* **Trabajo por realizar**:
a: Reescribe el tramo del texto sobre María que va desde "Pero María no" hasta "va al cielo." y reemplaza "apóstoles" por "discípulos".
b: Prosigue el texto sobre María a partir de su última oración.

* **Texto de lectura**:
------

Pero María no se va al cielo cuando Jesús asciende a los cielos. No por falta de ganas, sino por tener una misión entre los hombres, que somos incapaces de comprender y asimilar prontamente. Y pasa unos quince años en la tierra, hasta que los primeros, los apóstoles, la aceptan ya no como la madre del Mesías, sino como verdadera madre suya. Sólo entonces se va al cielo.

Ya puede administrar la Iglesia desde el cielo, porque la Iglesia es la fe de María en la historia. Ella es la Madre de la Iglesia y como tal no sólo es una Madre Misericordiosa sino que también es Dulce y acompaña a sus hijos durante todo el camino. Si están apartados, hará todo lo posible para que se acerquen a su Hijo, sin regatear oportunidades. Si tienen fe pero tienen faltas, antes de presentárselos a su Hijo, les construirá la túnica que necesitan para ver a Dios cara a cara. Y si se mueren en gracia de Dios, Ella les pondrá la túnica y los acompañará hasta la presencia de su Hijo.

------

* **Descripciones de regiones en lenguaje natural**:

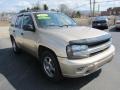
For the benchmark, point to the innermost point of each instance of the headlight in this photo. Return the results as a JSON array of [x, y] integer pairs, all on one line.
[[77, 51]]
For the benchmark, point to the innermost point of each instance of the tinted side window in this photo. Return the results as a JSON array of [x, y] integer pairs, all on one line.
[[27, 20], [19, 22]]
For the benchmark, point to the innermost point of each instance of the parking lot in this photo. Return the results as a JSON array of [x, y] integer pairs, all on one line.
[[21, 72]]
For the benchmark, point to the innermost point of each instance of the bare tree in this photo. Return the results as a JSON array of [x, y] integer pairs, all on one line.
[[45, 7]]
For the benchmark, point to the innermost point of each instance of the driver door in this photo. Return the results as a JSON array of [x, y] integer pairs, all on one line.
[[29, 36]]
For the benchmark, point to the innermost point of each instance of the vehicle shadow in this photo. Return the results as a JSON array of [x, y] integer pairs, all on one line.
[[23, 72]]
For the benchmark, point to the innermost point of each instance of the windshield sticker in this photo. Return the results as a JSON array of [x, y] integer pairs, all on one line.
[[43, 16]]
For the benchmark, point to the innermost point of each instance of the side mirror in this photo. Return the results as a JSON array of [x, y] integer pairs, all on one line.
[[28, 28]]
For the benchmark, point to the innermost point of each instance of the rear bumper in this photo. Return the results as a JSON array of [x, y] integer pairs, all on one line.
[[83, 67]]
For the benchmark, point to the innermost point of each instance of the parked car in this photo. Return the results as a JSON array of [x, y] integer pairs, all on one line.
[[62, 48], [117, 22], [100, 22]]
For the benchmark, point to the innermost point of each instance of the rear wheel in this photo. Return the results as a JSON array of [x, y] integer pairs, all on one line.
[[50, 66]]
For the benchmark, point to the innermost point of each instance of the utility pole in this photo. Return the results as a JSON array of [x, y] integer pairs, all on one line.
[[90, 8], [94, 8], [98, 8]]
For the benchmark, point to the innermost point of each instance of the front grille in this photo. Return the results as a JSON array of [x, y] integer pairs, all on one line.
[[94, 50], [98, 43]]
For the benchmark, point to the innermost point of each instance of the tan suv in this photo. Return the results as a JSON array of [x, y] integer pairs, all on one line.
[[62, 47]]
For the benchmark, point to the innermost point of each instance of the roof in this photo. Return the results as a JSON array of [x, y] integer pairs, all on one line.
[[38, 12]]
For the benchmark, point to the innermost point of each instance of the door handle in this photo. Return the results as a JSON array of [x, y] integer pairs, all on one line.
[[21, 33]]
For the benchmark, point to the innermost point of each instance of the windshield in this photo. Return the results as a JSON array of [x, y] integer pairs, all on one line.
[[53, 20]]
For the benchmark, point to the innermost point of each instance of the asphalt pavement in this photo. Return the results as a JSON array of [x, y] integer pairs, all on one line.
[[22, 72]]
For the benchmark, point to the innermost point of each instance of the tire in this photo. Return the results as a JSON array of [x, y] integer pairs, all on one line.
[[15, 48], [50, 66]]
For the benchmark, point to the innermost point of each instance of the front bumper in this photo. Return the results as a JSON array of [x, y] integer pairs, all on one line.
[[86, 66]]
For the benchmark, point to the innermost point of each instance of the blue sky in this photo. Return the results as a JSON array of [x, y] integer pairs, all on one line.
[[16, 5]]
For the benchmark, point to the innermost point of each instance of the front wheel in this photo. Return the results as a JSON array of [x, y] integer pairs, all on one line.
[[50, 66]]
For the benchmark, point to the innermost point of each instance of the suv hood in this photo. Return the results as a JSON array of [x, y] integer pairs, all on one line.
[[77, 33]]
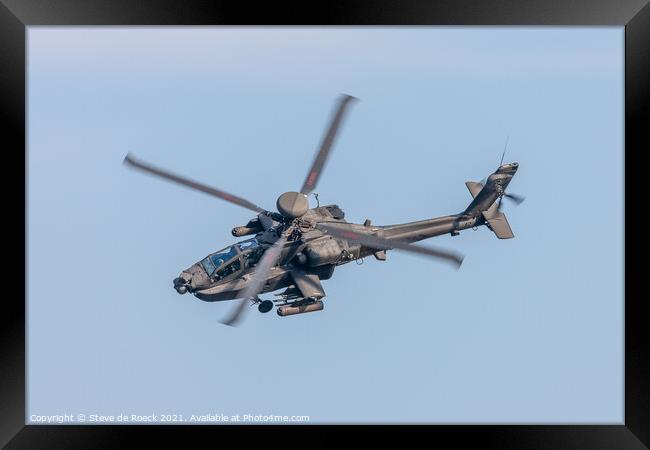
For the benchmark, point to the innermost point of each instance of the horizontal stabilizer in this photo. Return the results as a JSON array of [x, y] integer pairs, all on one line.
[[474, 187], [499, 224]]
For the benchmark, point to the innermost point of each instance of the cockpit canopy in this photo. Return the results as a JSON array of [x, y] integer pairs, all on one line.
[[231, 259]]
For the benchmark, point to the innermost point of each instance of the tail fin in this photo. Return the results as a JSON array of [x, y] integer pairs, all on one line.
[[474, 187], [497, 222]]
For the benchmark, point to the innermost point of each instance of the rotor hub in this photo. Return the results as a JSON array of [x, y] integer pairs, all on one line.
[[292, 204]]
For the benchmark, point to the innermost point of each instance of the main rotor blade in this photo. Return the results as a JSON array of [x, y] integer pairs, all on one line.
[[504, 151], [326, 145], [372, 241], [518, 199], [268, 260], [135, 163]]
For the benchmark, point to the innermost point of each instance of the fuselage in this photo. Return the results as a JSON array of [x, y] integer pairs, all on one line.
[[225, 274]]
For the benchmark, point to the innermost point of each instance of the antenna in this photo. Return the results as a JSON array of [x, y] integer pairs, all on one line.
[[504, 151]]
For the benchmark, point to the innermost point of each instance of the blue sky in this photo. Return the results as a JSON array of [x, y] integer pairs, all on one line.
[[529, 329]]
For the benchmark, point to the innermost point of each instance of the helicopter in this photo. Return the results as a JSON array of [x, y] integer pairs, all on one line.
[[296, 247]]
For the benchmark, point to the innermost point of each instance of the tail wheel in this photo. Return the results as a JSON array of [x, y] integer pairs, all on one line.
[[265, 306]]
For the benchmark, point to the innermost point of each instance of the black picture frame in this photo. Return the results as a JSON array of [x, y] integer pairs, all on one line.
[[16, 15]]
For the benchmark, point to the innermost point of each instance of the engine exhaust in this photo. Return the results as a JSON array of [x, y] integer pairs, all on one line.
[[291, 310]]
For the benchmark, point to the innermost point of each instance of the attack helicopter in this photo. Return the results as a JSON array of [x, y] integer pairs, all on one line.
[[296, 247]]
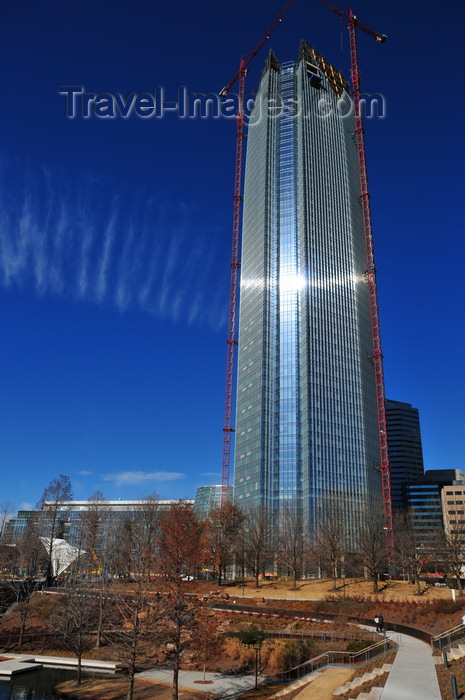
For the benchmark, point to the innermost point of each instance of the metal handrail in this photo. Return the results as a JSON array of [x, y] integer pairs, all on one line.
[[352, 658], [445, 639]]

------

* **Respuestas por ítem**:
a:
Pero María no se va al cielo cuando Jesús asciende a los cielos. No por falta de ganas, sino por tener una misión entre los hombres, que somos incapaces de comprender y asimilar prontamente. Y pasa unos quince años en la tierra, hasta que los primeros, los discípulos, la aceptan ya no como la madre del Mesías, sino como verdadera madre suya. Sólo entonces se va al cielo.

b:
A los humanos nos asusta lo desconocido. Podemos resistir el dolor, pero el paso de lo temporal a lo eterno, nos desconcierta, porque no tenemos experiencia de ello. Por la fe, sabemos que estar con Dios en la eternidad, es la meta más alta y el estado más maravilloso que podamos soñar. Esa es nuestra verdadera casa. Pero abandonar el tiempo… No estamos acostumbrados. Siempre hemos vivido en el tiempo, en el movimiento, y nos parece que no es posible vivir sin él. Nos aferramos al tiempo como al bien más preciado. Pero Dios nos hizo para estar con Él, no un poco, sino eternamente. Cara a cara con Él, para siempre.

Y ¿qué haremos en el cielo? Alabarle, bendecirle y darle toda la gloria a Él, junto con todos los ángeles y santos. En el cielo tendremos relaciones plenas con Él y con los ángeles y santos, porque en el cielo sólo hay relaciones. Y esas relaciones, ya las podemos establecer en la tierra. La pregunta surge de forma espontánea, ¿qué relaciones he establecido durante mi paso por la tierra? ¿Han sido relaciones de fe? o ¿han sido relaciones egoístas?, ese es el traje con el que nos presentaremos.

Por el pecado vino la muerte. Todos tenemos que pasar por ella. Pero si de verdad estamos redimidos, si Dios ha muerto por nosotros, si vivimos de fe, entonces la muerte está vencida: no moriremos. Comenzaremos una nueva vida, sin llanto ni dolor, solo el inmenso gozo de alabar a Dios y darle gloria por siempre. La muerte será entonces la ocasión para alcanzar la meta tanto tiempo deseada.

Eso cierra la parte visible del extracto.